§ **Do this**: Give back exactly the lines from the one holding "indicate the distant boat, one" to the bottom of the material, both included, and nothing more. No pictures.

§ **Records supplied**:
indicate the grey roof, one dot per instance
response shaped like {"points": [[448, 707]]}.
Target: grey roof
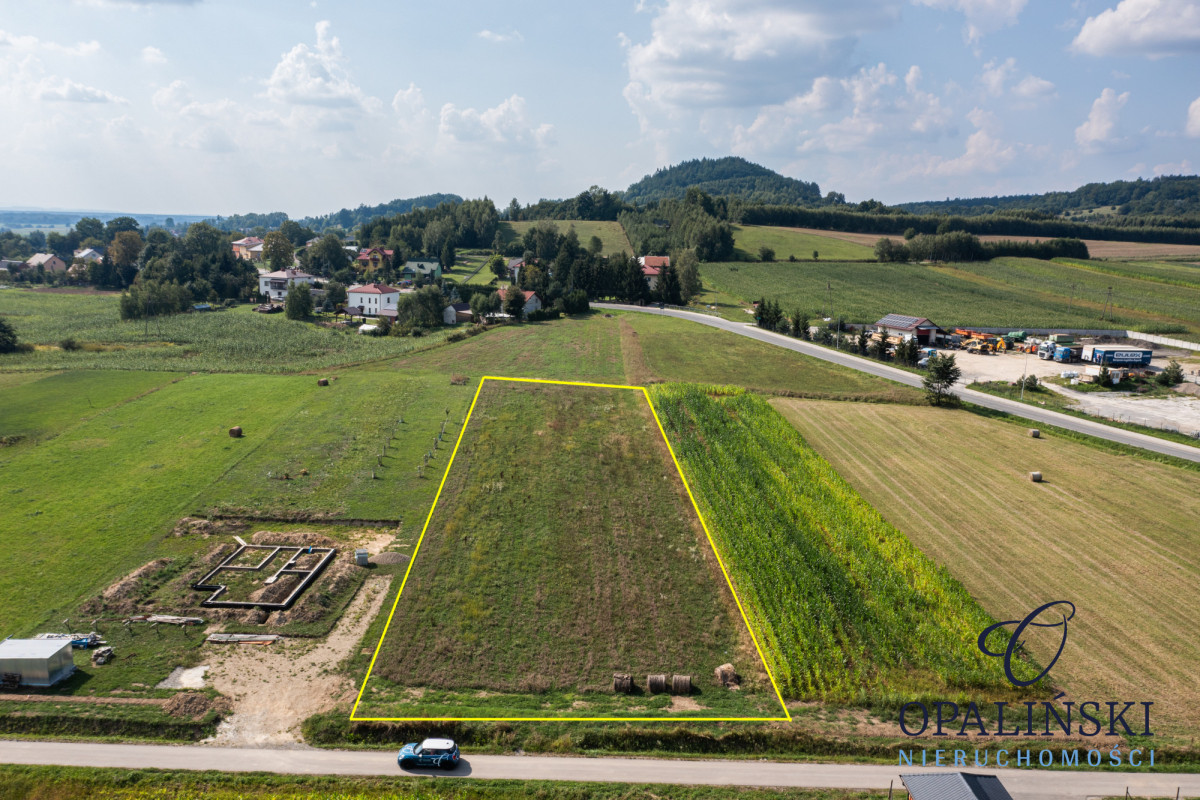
{"points": [[954, 786], [904, 323], [31, 648]]}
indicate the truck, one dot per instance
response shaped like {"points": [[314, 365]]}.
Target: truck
{"points": [[1067, 354], [1119, 355]]}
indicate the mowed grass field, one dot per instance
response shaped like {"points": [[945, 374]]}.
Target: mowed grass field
{"points": [[610, 232], [234, 340], [793, 241], [1005, 293], [563, 549], [1114, 535]]}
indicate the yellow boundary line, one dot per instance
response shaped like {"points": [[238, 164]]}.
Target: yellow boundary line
{"points": [[646, 394]]}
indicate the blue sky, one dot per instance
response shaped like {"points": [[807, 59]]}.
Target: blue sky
{"points": [[215, 107]]}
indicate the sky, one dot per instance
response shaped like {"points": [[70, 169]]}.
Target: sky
{"points": [[217, 107]]}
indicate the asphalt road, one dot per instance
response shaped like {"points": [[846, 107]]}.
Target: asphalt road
{"points": [[1031, 413], [1023, 785]]}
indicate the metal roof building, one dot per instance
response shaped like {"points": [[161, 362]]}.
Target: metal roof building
{"points": [[954, 786], [40, 662]]}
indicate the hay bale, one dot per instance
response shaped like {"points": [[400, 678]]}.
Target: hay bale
{"points": [[727, 677]]}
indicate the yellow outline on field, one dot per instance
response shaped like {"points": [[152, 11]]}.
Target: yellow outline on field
{"points": [[646, 394]]}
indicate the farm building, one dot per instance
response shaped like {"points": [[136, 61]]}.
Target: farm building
{"points": [[954, 786], [40, 662], [898, 325]]}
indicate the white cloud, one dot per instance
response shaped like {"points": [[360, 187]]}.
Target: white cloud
{"points": [[1193, 124], [505, 126], [316, 77], [1180, 168], [1151, 28], [1096, 132], [153, 55], [64, 90], [983, 16], [492, 36], [743, 53]]}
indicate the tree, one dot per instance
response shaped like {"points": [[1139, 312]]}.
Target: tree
{"points": [[7, 337], [688, 265], [514, 302], [279, 251], [299, 302], [335, 293], [943, 373]]}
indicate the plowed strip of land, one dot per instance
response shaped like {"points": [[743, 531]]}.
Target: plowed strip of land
{"points": [[1116, 536]]}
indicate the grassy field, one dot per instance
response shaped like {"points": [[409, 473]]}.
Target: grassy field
{"points": [[849, 609], [792, 241], [611, 233], [1007, 292], [543, 573], [84, 783], [1114, 535], [225, 341]]}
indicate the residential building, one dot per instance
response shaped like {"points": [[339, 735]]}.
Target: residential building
{"points": [[372, 300], [275, 284], [245, 250], [51, 262], [455, 313], [429, 270]]}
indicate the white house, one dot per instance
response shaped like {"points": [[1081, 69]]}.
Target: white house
{"points": [[275, 284], [372, 299], [455, 313]]}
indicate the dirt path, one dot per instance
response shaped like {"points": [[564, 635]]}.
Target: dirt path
{"points": [[275, 687]]}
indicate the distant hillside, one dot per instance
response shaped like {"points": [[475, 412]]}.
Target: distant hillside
{"points": [[724, 176], [1170, 196]]}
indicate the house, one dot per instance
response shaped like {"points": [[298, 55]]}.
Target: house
{"points": [[906, 328], [533, 302], [40, 662], [954, 786], [51, 262], [455, 313], [373, 258], [429, 270], [244, 248], [372, 300], [275, 284], [652, 268]]}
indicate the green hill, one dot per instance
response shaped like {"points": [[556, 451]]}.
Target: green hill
{"points": [[724, 176]]}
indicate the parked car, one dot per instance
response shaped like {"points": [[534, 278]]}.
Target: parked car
{"points": [[431, 752]]}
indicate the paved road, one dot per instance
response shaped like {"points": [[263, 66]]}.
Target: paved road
{"points": [[1023, 785], [883, 371]]}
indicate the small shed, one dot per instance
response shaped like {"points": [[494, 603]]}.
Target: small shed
{"points": [[40, 662], [954, 786]]}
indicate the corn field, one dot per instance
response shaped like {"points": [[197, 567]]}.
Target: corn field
{"points": [[843, 605]]}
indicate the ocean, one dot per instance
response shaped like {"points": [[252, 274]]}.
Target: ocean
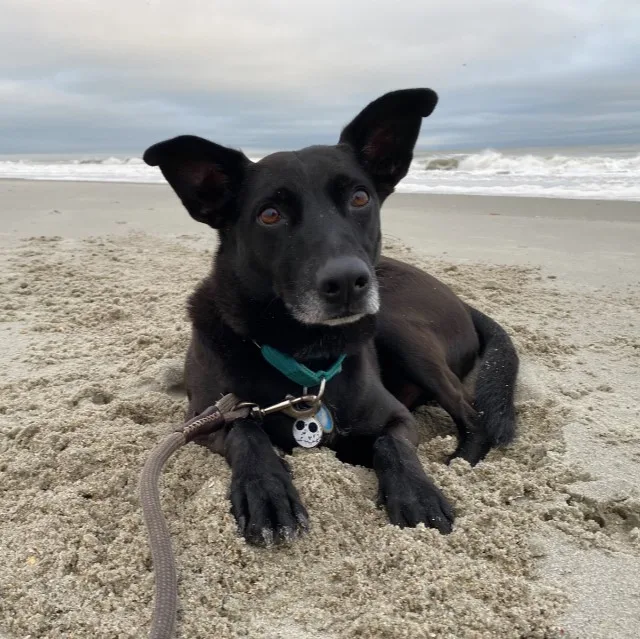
{"points": [[611, 173]]}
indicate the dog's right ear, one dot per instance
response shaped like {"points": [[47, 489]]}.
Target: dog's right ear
{"points": [[206, 176]]}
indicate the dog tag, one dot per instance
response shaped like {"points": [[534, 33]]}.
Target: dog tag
{"points": [[307, 431]]}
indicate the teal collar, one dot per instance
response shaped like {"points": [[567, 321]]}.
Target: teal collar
{"points": [[296, 372]]}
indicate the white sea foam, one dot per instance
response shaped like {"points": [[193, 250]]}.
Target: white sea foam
{"points": [[613, 174]]}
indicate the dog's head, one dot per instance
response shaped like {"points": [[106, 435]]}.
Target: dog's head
{"points": [[303, 225]]}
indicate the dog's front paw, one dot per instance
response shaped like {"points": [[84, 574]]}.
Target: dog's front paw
{"points": [[267, 507], [412, 500]]}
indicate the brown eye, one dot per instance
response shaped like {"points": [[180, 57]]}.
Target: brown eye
{"points": [[359, 199], [269, 216]]}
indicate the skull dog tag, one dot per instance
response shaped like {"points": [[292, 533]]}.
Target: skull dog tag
{"points": [[307, 431]]}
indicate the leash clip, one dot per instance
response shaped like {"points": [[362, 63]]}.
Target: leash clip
{"points": [[296, 407]]}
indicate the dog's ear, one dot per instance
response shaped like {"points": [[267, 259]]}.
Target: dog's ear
{"points": [[384, 133], [205, 176]]}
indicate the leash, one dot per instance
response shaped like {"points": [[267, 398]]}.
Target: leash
{"points": [[223, 412]]}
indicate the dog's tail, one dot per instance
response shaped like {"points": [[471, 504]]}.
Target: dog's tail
{"points": [[496, 380]]}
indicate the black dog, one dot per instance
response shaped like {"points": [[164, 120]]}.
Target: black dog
{"points": [[298, 269]]}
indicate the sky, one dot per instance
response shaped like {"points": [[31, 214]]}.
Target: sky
{"points": [[81, 76]]}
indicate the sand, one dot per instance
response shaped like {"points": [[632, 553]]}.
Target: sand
{"points": [[93, 283]]}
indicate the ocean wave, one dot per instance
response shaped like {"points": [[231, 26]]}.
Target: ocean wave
{"points": [[111, 161], [491, 162], [442, 164]]}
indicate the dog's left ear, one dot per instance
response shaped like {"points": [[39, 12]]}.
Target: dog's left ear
{"points": [[206, 176], [385, 132]]}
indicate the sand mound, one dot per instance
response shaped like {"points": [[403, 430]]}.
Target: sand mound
{"points": [[97, 332]]}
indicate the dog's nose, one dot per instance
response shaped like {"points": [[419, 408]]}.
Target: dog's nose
{"points": [[344, 279]]}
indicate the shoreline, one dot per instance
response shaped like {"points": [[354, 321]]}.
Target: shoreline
{"points": [[599, 201], [94, 279]]}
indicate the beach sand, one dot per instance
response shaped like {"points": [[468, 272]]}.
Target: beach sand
{"points": [[93, 282]]}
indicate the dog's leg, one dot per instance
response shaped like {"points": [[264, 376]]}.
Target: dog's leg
{"points": [[264, 500], [438, 381], [406, 492], [474, 442]]}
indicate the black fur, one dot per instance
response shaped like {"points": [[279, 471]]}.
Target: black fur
{"points": [[299, 268]]}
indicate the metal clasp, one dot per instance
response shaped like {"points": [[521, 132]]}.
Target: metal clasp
{"points": [[296, 407]]}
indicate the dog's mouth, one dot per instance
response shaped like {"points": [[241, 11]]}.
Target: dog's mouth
{"points": [[345, 319], [309, 308]]}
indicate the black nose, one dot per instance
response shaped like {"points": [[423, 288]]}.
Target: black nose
{"points": [[344, 279]]}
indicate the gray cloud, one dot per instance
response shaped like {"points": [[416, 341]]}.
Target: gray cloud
{"points": [[86, 75]]}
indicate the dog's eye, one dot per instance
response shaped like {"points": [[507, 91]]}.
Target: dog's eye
{"points": [[359, 199], [269, 216]]}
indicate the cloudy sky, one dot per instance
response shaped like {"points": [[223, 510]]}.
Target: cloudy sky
{"points": [[118, 75]]}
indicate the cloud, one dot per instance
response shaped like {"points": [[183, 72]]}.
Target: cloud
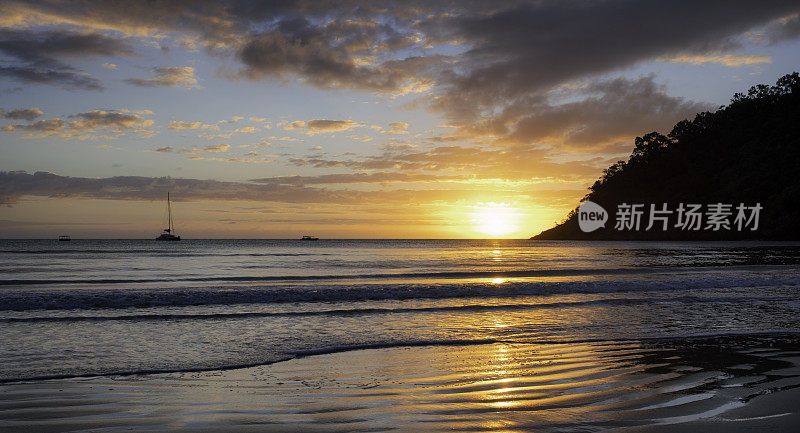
{"points": [[16, 184], [783, 29], [215, 148], [725, 60], [181, 125], [22, 114], [331, 179], [85, 123], [39, 55], [168, 77], [319, 126], [99, 119], [50, 126], [605, 113], [397, 128], [66, 78]]}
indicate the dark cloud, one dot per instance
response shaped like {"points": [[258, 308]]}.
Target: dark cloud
{"points": [[22, 114], [347, 178], [535, 46], [66, 78], [49, 48], [608, 112], [480, 63], [16, 184], [520, 162], [87, 122], [117, 121], [39, 56], [168, 77], [783, 29]]}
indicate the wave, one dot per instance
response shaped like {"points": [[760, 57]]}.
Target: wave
{"points": [[113, 298], [577, 272], [325, 350], [375, 311]]}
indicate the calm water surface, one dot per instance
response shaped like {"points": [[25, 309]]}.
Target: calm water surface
{"points": [[120, 306]]}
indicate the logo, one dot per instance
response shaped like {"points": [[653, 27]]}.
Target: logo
{"points": [[591, 216]]}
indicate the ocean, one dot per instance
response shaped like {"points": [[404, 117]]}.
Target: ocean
{"points": [[119, 307]]}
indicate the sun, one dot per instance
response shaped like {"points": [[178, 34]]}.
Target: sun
{"points": [[495, 219]]}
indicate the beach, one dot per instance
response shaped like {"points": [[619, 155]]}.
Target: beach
{"points": [[731, 383], [399, 335]]}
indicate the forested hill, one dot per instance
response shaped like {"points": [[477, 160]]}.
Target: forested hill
{"points": [[746, 154]]}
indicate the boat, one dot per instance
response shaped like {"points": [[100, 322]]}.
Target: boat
{"points": [[168, 232]]}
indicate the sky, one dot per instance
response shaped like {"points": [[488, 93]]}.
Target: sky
{"points": [[351, 119]]}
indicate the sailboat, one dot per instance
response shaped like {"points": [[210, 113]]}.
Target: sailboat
{"points": [[168, 232]]}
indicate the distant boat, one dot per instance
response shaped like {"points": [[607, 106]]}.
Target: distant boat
{"points": [[167, 235]]}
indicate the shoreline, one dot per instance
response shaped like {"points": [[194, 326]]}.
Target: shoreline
{"points": [[719, 383]]}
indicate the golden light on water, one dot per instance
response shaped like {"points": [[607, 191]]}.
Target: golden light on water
{"points": [[495, 219]]}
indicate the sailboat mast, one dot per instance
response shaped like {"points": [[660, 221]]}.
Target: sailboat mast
{"points": [[169, 213]]}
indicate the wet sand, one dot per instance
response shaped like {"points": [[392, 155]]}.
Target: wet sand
{"points": [[735, 383]]}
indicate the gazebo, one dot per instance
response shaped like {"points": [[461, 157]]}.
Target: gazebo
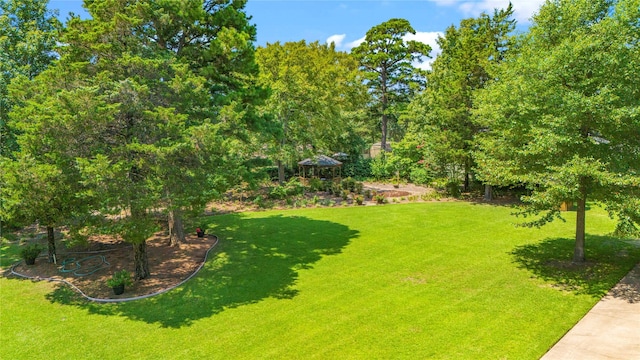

§ **Output below**:
indicate the distant boat, one dot per instance
response shaped like {"points": [[607, 106]]}.
Target: distant boat
{"points": [[167, 235]]}
indicate the shoreline, one dot per instance
response shaped like {"points": [[194, 326]]}.
Target: shoreline
{"points": [[719, 383]]}
indicate the golden light on water, one dot per instance
response shaped like {"points": [[607, 191]]}.
Target: golden light on water
{"points": [[495, 219]]}
indicate the sailboat mast, one dot per instance
response shaped like {"points": [[660, 221]]}.
Target: sailboat mast
{"points": [[169, 213]]}
indicate the wet sand, one dot per instance
response shaped like {"points": [[392, 155]]}.
Target: wet sand
{"points": [[735, 383]]}
indicate the gazebo, one dot per instance
response shaped like {"points": [[461, 157]]}.
Target: gazebo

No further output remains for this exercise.